Segmentation dataset excerpts:
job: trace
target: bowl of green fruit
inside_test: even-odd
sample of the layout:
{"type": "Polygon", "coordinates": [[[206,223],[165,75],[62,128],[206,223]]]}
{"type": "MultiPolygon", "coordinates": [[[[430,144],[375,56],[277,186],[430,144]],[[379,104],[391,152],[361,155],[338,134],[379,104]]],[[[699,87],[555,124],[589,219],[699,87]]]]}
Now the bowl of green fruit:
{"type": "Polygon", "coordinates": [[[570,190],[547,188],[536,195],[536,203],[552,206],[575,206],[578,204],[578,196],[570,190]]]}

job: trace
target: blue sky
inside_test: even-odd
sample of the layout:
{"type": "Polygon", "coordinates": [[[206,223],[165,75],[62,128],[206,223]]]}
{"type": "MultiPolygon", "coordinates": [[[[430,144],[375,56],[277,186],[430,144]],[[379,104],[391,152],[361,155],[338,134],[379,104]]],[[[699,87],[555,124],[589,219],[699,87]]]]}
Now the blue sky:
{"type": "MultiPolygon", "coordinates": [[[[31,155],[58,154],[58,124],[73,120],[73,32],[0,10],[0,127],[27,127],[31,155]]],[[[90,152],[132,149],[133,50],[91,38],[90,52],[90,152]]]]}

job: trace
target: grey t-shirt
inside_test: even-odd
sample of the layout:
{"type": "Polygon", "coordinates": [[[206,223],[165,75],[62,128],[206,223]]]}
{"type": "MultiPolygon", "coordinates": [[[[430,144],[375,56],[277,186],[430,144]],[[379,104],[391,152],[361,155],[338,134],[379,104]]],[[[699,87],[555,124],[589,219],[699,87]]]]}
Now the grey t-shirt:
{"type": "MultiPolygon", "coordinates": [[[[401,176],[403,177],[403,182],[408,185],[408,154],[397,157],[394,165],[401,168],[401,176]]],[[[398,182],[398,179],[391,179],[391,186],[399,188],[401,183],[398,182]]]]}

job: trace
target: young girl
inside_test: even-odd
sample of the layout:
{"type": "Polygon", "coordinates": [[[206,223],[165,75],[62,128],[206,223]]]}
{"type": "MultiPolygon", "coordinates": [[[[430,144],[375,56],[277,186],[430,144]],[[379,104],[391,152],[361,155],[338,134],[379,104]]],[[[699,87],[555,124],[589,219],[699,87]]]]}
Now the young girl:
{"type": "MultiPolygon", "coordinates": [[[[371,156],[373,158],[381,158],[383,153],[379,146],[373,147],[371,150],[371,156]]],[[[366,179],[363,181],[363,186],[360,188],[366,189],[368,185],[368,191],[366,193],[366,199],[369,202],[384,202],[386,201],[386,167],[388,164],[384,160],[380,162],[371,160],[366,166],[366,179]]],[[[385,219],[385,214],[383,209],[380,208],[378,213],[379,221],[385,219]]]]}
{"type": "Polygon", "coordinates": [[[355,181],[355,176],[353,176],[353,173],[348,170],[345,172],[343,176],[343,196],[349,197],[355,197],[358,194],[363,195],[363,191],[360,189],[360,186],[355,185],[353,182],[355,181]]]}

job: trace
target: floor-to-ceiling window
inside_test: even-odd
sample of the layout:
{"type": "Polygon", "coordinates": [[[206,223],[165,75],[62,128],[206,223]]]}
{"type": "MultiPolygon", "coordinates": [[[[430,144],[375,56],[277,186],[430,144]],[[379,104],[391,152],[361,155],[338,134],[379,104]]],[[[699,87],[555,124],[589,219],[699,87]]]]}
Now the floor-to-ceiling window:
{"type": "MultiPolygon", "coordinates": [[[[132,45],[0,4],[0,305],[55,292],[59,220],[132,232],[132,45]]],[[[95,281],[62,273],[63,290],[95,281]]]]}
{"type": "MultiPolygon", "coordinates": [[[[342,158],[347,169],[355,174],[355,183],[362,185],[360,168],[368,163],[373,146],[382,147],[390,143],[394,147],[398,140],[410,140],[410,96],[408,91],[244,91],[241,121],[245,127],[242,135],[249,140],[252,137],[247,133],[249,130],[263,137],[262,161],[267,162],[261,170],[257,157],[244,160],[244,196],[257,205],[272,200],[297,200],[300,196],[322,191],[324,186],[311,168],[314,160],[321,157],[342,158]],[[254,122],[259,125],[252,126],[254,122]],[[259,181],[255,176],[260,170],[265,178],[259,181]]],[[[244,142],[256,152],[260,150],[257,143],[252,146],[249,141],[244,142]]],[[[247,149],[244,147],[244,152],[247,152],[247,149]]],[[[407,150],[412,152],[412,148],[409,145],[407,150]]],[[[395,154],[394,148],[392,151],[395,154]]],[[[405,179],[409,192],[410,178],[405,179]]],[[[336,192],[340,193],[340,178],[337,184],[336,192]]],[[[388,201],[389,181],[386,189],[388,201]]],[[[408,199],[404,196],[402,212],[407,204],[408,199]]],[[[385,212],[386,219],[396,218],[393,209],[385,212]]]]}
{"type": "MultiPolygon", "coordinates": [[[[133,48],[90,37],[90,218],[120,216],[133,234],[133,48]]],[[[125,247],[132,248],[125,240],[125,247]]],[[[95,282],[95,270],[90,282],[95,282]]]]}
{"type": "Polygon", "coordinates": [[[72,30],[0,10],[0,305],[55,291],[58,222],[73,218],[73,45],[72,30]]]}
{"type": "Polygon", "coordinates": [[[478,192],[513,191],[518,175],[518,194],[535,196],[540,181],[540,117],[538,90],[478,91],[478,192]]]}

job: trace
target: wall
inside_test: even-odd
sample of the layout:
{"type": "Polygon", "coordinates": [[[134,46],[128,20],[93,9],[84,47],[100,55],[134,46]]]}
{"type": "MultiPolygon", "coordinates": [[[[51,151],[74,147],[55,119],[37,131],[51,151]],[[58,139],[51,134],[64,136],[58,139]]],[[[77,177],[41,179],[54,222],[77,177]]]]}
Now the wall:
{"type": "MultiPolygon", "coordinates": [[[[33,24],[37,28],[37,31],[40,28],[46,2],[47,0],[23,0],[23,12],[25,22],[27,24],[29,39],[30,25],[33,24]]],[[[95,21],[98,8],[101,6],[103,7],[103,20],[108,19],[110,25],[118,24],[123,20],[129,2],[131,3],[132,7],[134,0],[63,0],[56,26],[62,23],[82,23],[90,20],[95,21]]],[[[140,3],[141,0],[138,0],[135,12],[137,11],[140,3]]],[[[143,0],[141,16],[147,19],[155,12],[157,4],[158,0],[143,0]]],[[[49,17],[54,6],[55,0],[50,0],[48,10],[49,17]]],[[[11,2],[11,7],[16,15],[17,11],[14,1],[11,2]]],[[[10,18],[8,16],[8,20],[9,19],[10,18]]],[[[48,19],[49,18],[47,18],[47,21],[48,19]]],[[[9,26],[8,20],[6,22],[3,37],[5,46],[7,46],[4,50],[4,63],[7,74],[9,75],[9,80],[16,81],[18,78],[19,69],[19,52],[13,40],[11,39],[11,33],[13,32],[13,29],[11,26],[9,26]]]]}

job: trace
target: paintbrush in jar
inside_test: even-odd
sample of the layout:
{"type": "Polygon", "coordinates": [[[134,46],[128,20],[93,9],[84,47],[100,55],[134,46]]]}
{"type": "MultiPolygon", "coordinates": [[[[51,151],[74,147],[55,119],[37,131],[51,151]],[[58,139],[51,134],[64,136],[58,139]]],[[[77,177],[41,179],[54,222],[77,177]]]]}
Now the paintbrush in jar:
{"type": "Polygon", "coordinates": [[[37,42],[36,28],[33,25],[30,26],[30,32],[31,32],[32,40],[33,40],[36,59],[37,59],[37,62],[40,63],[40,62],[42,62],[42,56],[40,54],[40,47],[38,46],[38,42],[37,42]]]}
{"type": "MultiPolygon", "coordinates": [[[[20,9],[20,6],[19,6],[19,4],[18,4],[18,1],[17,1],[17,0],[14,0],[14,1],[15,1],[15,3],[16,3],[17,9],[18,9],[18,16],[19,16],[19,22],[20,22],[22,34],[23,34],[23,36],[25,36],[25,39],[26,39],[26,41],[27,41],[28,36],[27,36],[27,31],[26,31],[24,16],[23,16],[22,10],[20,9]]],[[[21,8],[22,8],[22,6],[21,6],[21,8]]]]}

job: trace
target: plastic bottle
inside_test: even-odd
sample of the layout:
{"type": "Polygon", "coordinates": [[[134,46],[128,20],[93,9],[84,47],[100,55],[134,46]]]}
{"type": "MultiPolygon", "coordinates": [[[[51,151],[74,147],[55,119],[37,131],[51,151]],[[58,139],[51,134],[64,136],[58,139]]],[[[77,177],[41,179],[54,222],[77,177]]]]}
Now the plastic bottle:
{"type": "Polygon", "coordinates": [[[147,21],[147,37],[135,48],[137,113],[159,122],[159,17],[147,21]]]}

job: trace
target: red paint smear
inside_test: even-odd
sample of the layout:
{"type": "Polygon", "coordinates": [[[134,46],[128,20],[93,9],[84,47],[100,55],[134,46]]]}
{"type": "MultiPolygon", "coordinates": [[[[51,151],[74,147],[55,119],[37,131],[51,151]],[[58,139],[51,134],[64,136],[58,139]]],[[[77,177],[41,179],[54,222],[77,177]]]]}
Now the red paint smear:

→ Task details:
Pull out every line in the listing above that contains the string "girl".

→ The answer:
target: young girl
Now the young girl:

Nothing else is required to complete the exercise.